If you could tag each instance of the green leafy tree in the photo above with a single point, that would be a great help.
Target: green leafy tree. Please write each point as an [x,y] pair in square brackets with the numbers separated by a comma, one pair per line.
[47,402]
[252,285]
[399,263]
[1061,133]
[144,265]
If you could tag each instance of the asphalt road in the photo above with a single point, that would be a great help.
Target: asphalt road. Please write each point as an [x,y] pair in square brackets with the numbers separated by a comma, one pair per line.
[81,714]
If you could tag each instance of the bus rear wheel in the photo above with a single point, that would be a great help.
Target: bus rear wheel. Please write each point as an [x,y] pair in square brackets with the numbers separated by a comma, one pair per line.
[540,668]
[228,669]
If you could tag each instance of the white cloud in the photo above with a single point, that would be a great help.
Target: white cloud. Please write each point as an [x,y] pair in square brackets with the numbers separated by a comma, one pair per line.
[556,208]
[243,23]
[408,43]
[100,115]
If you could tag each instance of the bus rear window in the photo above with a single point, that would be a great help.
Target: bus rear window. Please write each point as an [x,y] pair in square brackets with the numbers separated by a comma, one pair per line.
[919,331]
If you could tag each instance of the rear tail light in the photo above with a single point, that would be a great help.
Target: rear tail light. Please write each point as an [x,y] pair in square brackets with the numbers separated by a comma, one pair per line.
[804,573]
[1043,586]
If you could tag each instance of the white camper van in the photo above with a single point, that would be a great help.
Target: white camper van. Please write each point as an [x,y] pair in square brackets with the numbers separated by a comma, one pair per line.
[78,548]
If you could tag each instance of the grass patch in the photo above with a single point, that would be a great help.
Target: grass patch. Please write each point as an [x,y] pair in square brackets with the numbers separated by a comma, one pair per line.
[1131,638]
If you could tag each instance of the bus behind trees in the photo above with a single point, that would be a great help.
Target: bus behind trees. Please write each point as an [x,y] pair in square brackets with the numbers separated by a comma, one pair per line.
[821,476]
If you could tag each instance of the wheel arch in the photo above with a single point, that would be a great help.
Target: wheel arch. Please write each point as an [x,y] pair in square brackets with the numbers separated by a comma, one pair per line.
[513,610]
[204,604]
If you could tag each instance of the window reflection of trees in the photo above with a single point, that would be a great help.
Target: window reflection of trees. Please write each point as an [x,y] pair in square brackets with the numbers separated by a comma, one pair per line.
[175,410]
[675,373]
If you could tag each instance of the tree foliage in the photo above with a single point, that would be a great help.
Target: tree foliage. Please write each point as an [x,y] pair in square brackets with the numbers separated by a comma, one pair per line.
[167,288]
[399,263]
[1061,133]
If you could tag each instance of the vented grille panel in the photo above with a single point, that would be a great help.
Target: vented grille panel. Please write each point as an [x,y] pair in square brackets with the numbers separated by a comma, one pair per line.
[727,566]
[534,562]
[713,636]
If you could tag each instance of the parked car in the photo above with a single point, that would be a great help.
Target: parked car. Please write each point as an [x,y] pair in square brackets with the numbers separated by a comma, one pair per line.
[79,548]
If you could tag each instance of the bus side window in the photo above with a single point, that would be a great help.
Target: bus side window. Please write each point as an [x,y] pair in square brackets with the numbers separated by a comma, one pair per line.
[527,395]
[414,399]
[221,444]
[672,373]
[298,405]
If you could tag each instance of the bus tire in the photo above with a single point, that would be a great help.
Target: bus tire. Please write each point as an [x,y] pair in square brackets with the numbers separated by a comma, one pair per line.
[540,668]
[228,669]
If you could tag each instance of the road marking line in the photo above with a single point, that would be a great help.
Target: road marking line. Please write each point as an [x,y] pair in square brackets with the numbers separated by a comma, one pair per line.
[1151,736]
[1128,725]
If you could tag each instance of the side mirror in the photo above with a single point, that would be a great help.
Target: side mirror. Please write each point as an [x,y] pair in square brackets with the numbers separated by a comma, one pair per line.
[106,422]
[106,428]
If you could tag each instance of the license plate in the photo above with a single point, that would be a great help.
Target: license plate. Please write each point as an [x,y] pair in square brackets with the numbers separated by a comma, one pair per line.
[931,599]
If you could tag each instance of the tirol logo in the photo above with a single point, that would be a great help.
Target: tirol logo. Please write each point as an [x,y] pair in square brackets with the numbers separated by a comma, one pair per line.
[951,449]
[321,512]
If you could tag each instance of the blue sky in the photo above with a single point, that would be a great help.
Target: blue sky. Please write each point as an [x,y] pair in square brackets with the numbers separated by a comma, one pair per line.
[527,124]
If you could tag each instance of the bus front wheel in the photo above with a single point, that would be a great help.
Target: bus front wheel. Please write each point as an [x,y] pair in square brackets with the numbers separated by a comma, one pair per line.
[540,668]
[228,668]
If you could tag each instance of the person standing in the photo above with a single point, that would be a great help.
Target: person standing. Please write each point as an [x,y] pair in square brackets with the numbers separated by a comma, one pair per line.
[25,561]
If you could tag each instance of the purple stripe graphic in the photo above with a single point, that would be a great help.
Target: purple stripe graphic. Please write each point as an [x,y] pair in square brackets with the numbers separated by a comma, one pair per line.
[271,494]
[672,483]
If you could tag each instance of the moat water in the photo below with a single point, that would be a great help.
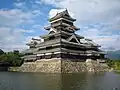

_ _ _ _ _ _ _

Task objective: Copy the whole listing above word for word but do not carry over the pictures.

Output below:
If you could tag each instance of the green leafy tree in the photo above with a single point, that would be a great help.
Target: green leafy tree. Please write each point as an [x,y] pair in square brackets with the numbers separated by a comma, one pair per line.
[47,402]
[252,285]
[399,263]
[1061,133]
[144,265]
If you could tag each instance of the asphalt road in the photo above with a single point, that would be a great help.
Target: asphalt road. Please write each point as an [x,y] pair in square brackets with the numbers separated by a comma, one pair per line.
[81,714]
If you could tag each instance of the bus rear wheel in the photo above with a single point, that would be a great help.
Target: bus rear wheel. Please write each point as an [x,y] pair in square brackets with the numbers separated by a comma, one pair per line.
[540,668]
[228,669]
If you could tag each instance of the white cloud in the photo above with a single point, that would be a great help.
Target: white cloud. Please write each point as an [x,y] pair in square brackets with the numbers separated by a comma, one pair per line.
[556,208]
[243,23]
[408,43]
[100,115]
If you could tag each instance of the bus rear window in the photo above with a single point, that would be a great help.
Target: bus rear window. Please write each point as an [x,y] pair in square brackets with the numbers separated by a comma, one pair per line.
[919,331]
If you could tag each instance of the rear tail light in the photo above with a single point, that would be a great help.
Target: rear tail light. Please write each point as an [x,y] pair in square brackets with the numbers separated by a comma, one pair per line.
[804,573]
[1043,586]
If you could tag each instance of the white camper van in the photo above with a single point, that would be a great help.
Target: white camper van. Please write each point as an [x,y] pair in square brackets with the numbers separated by a comma, one pair per line.
[78,548]
If you could tag each instance of the grass patch in the photo above with a single point, that would be a great help.
Target: grass patch. Please write each point as an [x,y] pair in square brackets with the numbers separated by a comma, one pair per line.
[1131,638]
If you could tag each instance of the bus behind trees in the photo above with a single point, that would be a great help.
Target: bus behind trees. Please write each point as an [x,y] pair in square brackets with the numbers separated by a comma, one pair per line.
[821,476]
If you could tag each instance of the wheel arch in the photo above with a single point, that would be a great help.
Target: wheel arch. Please write each point as an [x,y] pair in square brackets with the numbers separated by a comma, one pair per line.
[513,610]
[204,604]
If you could tag each instance of the window reflection of trees in the photo above with a single point, that would be a great help.
Target: window reflection of trees. Please write each point as an [x,y] pair in square brackets with the numbers separated by a comma, one pair per line.
[175,410]
[675,373]
If you could tag each instance of the tree foliage in the photo above with a single point, that would be a great help.
Target: tree foliage. Please write each point as an [x,y] pair in square brackets with the numbers separated by a comma, one pair per line.
[167,288]
[399,263]
[1061,133]
If you could tag each instance of the vented grille panel in the photo above with a single point, that would be a great help.
Target: vented grille panel. Please write each point as an [x,y] pair in square brackets with the numbers separated by a comma, one pair per line.
[727,566]
[534,562]
[713,636]
If you could tag each instance of the parked car in the photo above with a single point, that would be a great help.
Target: parked car. Please write each point as an [x,y] pair in square brackets with the numbers separated by a comma, one pair per line.
[79,548]
If you could tag each instance of the bus side window in the photo above with a single point, that would be a great help.
Target: bus side window. Please write each point as an [x,y] pair in square brackets with the numbers separated by a comma, one pair per line.
[527,395]
[414,399]
[221,444]
[672,373]
[298,405]
If you could tag each instance of the bus tire in the photo above with a single point, that would be a great help.
Target: bus tire. Please write each point as an [x,y] pair in square brackets with the numbers separated by a comma, one pair per line.
[540,668]
[228,669]
If you could tag each instance of the road marking line in the photo above with a single point, that would be a great help.
Target: road marking line. Please write each point as an [x,y] pair in square brackets with the numbers separated by a comma, one pair per line.
[1151,736]
[1128,725]
If you could tag each instance of the side mirror in the photo above with a single point, that would be a great help.
Target: side mirror. Please write each point as an [x,y] pair in square brackets with the numbers separated by a comma, one pair per line.
[106,422]
[106,428]
If you could tag each instance of the license plate in the photo above with a single point, that would be a great help.
Target: license plate. Please write each point as an [x,y] pair in square brackets with the numbers separated by a comma, one pair per line.
[931,599]
If you could tag each instance of the tirol logo in the photo above with a single point, that would be a great help.
Target: tirol logo. Please write each point as an [x,y] pair in square brackets with the numbers separated by a comma, one pair per line.
[951,449]
[321,512]
If you could tag each instance of the blue sky in the photo above with a single point, that would be a great help.
Target: blue sky. Please write each point as an [x,y] pair in square brackets with the numbers separated by a comma, one pair per line.
[527,124]
If you could tag each instance of the bus front wheel in the photo above with a single point, that would be a great help.
Target: bus front wheel. Please write each point as an [x,y] pair in square brackets with the numbers separated by a comma, one pair per line.
[540,668]
[228,668]
If you could tag each instance of the person standing in the photo above with a single point, that would be a great help.
Target: person standing. Please write each point as an [x,y] pair in square brackets with the numbers separated by a comma, one pair per line.
[25,561]
If you could tag each instance of the purple stripe graphic in the photo above with a single point, that would be a great help.
Target: purple stripe graphic. Please write each point as an [x,y] pair in square brackets with the numbers separated by a comma, one pair per line.
[271,494]
[672,483]
If you could tag each instance of the moat water in the photo below with a single point, that would be a great help.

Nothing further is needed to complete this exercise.